AIM OF THE TASK: When you find the line that contains "the black motorcycle", restate it and all lines after it exactly, stopping at the end of the material.

★ ★ ★ ★

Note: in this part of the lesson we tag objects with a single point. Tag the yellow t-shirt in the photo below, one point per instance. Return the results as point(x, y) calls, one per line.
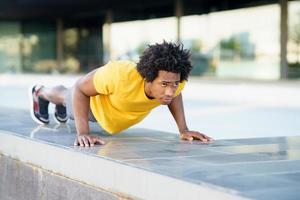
point(121, 102)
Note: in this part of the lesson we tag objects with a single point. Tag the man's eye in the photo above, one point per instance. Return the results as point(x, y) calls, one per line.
point(164, 84)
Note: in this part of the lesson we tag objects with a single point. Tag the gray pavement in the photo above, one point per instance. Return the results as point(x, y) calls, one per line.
point(258, 168)
point(222, 109)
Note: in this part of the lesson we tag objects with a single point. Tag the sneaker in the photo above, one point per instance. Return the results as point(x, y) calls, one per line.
point(39, 106)
point(60, 114)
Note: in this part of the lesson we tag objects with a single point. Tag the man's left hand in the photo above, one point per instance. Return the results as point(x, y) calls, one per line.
point(194, 135)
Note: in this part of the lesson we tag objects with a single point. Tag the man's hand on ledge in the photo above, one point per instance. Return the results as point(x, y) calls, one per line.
point(195, 135)
point(88, 140)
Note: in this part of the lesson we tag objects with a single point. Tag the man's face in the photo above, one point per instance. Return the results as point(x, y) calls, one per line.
point(163, 88)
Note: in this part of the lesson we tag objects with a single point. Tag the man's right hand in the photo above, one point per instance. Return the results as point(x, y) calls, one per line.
point(88, 140)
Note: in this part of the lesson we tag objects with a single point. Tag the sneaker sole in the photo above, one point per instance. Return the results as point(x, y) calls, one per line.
point(59, 122)
point(32, 105)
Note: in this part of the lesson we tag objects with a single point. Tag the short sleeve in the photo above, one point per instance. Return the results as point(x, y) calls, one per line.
point(180, 88)
point(105, 79)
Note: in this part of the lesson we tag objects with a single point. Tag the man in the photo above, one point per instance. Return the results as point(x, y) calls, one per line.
point(121, 94)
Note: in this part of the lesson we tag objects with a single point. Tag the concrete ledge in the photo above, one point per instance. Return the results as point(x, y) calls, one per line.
point(104, 173)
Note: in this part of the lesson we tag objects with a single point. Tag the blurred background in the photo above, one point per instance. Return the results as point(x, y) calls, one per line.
point(246, 76)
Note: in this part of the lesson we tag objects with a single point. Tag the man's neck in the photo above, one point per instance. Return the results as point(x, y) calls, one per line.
point(147, 90)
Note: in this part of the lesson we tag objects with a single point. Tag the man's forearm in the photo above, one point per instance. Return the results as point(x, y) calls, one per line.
point(80, 106)
point(177, 110)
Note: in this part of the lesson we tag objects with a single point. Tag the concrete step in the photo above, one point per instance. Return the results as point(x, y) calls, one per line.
point(148, 164)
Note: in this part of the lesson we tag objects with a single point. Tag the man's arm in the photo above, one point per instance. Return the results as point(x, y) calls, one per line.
point(177, 110)
point(84, 88)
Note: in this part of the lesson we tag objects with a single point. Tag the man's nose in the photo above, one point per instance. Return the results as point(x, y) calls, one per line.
point(169, 92)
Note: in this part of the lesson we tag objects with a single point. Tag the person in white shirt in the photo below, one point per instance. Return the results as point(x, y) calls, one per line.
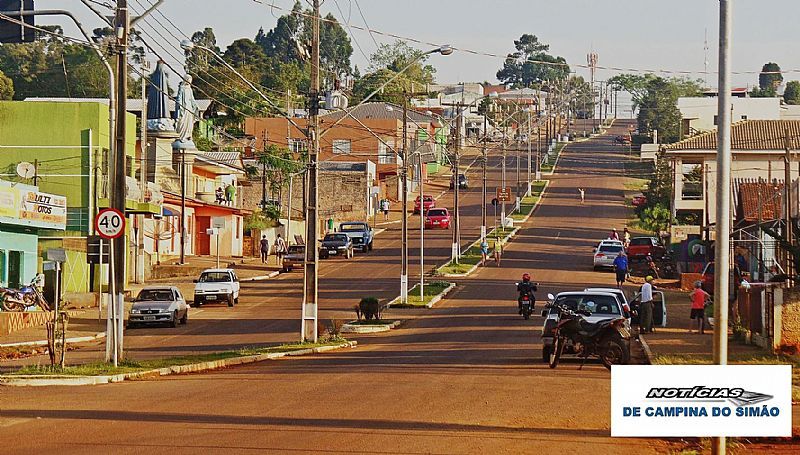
point(646, 307)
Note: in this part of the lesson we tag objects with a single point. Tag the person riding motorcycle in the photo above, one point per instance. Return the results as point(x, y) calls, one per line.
point(526, 287)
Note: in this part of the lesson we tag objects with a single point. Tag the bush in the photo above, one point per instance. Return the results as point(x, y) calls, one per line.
point(370, 307)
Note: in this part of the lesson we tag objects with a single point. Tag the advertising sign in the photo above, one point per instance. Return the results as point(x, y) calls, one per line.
point(701, 400)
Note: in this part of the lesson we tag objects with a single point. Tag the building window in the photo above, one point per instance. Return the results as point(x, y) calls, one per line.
point(341, 146)
point(692, 175)
point(385, 156)
point(297, 146)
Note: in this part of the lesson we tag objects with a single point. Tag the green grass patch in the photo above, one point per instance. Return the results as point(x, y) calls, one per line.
point(430, 290)
point(741, 358)
point(134, 366)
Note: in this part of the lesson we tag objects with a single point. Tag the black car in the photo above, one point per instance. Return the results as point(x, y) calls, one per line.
point(336, 244)
point(462, 182)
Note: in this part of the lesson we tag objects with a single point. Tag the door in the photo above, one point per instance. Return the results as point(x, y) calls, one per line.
point(15, 269)
point(203, 240)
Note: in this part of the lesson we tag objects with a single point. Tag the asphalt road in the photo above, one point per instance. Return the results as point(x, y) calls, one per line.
point(464, 377)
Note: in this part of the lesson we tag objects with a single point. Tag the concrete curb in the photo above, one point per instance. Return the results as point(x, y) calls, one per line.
point(648, 354)
point(372, 328)
point(44, 342)
point(436, 299)
point(43, 381)
point(262, 277)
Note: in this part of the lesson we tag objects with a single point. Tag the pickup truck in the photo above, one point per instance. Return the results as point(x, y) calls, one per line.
point(360, 233)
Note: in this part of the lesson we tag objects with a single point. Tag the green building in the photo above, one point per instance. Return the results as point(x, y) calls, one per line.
point(67, 142)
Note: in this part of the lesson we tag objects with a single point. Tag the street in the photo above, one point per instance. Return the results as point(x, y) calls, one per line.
point(465, 376)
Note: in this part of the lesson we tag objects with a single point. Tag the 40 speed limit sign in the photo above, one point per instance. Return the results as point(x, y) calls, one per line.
point(110, 223)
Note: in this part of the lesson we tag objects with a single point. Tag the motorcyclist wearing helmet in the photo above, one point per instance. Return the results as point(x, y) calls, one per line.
point(526, 287)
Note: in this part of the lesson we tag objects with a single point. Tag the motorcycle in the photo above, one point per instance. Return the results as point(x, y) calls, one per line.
point(22, 299)
point(527, 301)
point(607, 339)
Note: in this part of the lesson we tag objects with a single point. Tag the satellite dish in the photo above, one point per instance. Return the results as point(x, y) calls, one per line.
point(26, 170)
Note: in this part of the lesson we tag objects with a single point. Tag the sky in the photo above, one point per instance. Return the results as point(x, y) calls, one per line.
point(629, 34)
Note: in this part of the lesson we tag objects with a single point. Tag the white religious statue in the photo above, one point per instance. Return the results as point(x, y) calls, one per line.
point(186, 111)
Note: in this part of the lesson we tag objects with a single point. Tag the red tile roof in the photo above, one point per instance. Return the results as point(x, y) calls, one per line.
point(747, 135)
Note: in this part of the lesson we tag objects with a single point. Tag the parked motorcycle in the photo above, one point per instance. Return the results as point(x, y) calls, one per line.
point(607, 339)
point(22, 299)
point(526, 300)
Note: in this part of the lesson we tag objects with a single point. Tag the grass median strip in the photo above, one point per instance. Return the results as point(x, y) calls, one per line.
point(431, 290)
point(134, 366)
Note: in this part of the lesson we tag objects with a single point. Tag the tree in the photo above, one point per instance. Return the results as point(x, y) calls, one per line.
point(531, 64)
point(6, 87)
point(792, 93)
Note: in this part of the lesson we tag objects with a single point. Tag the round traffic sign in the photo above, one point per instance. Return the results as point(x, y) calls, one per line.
point(110, 223)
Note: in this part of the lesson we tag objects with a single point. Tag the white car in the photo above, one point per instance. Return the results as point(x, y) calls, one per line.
point(606, 252)
point(159, 304)
point(216, 285)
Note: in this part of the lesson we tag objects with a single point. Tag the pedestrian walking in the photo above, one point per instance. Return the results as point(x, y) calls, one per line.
point(280, 248)
point(646, 307)
point(484, 250)
point(621, 268)
point(385, 209)
point(264, 249)
point(699, 299)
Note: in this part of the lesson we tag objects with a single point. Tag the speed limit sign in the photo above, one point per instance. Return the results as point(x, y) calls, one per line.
point(110, 223)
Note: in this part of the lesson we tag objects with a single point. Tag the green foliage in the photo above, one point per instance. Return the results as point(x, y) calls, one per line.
point(6, 87)
point(370, 308)
point(656, 98)
point(521, 68)
point(792, 93)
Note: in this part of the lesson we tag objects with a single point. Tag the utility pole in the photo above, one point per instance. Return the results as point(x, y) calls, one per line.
point(404, 205)
point(117, 173)
point(722, 248)
point(484, 159)
point(787, 185)
point(310, 276)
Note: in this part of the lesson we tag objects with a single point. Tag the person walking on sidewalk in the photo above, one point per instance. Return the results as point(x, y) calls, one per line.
point(264, 249)
point(280, 248)
point(646, 307)
point(621, 268)
point(385, 208)
point(699, 299)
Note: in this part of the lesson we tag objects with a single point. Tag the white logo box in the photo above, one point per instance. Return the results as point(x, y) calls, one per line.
point(701, 400)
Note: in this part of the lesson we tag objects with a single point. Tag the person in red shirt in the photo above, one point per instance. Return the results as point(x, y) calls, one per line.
point(699, 298)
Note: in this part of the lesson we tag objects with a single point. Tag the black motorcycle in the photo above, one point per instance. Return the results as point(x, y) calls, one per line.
point(608, 339)
point(526, 300)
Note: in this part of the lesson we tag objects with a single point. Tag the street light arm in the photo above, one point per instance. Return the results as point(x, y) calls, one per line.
point(444, 50)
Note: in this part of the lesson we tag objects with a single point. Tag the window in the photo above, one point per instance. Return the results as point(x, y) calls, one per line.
point(385, 156)
point(692, 175)
point(341, 146)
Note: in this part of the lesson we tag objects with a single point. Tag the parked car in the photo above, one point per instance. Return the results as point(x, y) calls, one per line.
point(463, 184)
point(639, 200)
point(295, 257)
point(336, 244)
point(606, 252)
point(437, 218)
point(360, 233)
point(158, 305)
point(427, 204)
point(602, 305)
point(216, 285)
point(646, 246)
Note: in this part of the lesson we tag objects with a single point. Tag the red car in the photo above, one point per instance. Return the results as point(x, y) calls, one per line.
point(437, 218)
point(427, 204)
point(639, 200)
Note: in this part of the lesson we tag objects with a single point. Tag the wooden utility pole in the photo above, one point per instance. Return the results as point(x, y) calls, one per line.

★ ★ ★ ★

ANSWER SPACE:
Note: in this part of the lesson we tag objects with a single point. Tag the black motorcycle in the photo above, one point per instance. Return the results as point(x, y) calls, one per line.
point(608, 339)
point(526, 300)
Note: in this part of the lesson we tag objects with a single point. Tag the street light arm in the photo above, one point per instance. Return the results as point(x, y) calls, one per line.
point(444, 50)
Note: in this part of the lesson we tag objects with a single point. Tag the window in the photo above, one point per instance. Return the results as point(x, y) calls, one per line.
point(385, 156)
point(692, 175)
point(341, 146)
Note: in this part of the lesson we tag objects with a single point. Tag the parked car in the photo above, one point per instance. Return the results as point(x, y) calls, one per line.
point(463, 184)
point(639, 200)
point(295, 257)
point(336, 244)
point(606, 252)
point(437, 218)
point(360, 233)
point(158, 305)
point(427, 204)
point(602, 305)
point(216, 285)
point(646, 246)
Note: in this part of the lesson we tag objects with a single point. Tag the red car in the photo above, one point per instance. Return the results as point(x, y) calls, one per line.
point(437, 218)
point(427, 204)
point(639, 200)
Note: in this part of the lesson we tag objects with a single point. Tag the wooden utility pole in the photo above, one point per instance. Return the results as point(x, y) calls, one per line.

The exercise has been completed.